HOW TO COMPLETE THIS TASK
Extract the full listing verbatim and drop any pictures from your copy.

PROVIDED ENTRIES
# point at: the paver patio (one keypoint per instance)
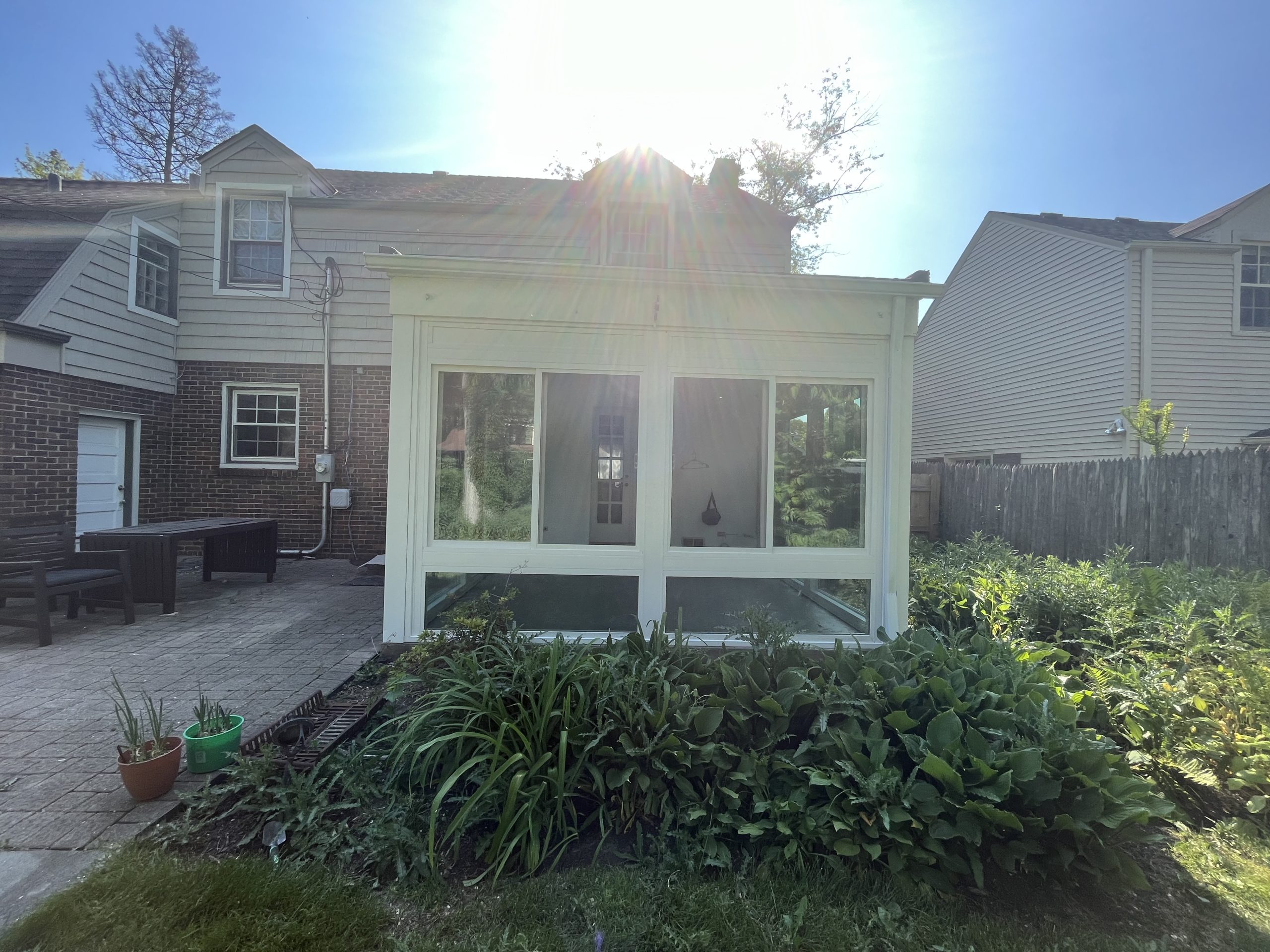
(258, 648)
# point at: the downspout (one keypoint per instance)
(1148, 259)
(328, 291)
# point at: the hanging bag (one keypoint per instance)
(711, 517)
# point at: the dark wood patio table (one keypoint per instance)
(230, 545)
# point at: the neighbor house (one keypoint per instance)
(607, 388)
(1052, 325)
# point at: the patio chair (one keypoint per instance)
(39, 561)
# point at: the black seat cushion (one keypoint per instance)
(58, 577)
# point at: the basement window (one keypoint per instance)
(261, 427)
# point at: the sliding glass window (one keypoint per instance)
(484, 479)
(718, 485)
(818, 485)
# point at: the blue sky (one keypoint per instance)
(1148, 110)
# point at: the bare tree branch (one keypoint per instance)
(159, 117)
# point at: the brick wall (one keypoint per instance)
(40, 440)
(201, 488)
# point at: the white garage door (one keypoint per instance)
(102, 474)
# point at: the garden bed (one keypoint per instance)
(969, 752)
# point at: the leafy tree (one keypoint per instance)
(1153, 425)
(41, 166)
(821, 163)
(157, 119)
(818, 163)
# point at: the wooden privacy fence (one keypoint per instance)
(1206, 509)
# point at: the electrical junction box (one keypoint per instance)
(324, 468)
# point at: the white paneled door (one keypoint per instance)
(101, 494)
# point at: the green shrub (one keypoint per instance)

RESPONSE FOR THIS EXERCISE
# point at: the paver patio (one keypoint per instance)
(258, 648)
# point at: the downspout (one keypoint per instance)
(1148, 259)
(328, 291)
# point at: the hanging bag (one keypoint per instance)
(711, 517)
# point at: the dark wood patio table (one keypoint per instance)
(230, 545)
# point at: the neighbor house (one keypoint per instance)
(607, 388)
(1052, 325)
# point at: the patio chair (one keypoint per instance)
(39, 561)
# point at: the black seat cushion (one keypoint per instance)
(58, 577)
# point at: the basement window (one keypoint per instance)
(261, 427)
# point at: the sliding glass window (one keypoint per instance)
(484, 479)
(718, 485)
(818, 485)
# point at: the blue sky (one keypoint per instance)
(1148, 110)
# point at: the bare tree branch (one keypoint per instance)
(159, 117)
# point at: the brick wall (one keypoint per instance)
(40, 440)
(201, 488)
# point at: the white garage door (one keypoint per instance)
(102, 474)
# point at: the garden bed (one keypoint per instance)
(969, 752)
# point at: the leafy tree (one keypoint per instance)
(1153, 425)
(41, 166)
(821, 163)
(157, 119)
(818, 163)
# point at: the wooden privacy fence (one keypoint per instance)
(1206, 509)
# point at: the electrical junction box (one keypoint per instance)
(324, 468)
# point at: the white paneled door (one keypoint per instance)
(101, 494)
# point at: the green shrub (one keypoint per instance)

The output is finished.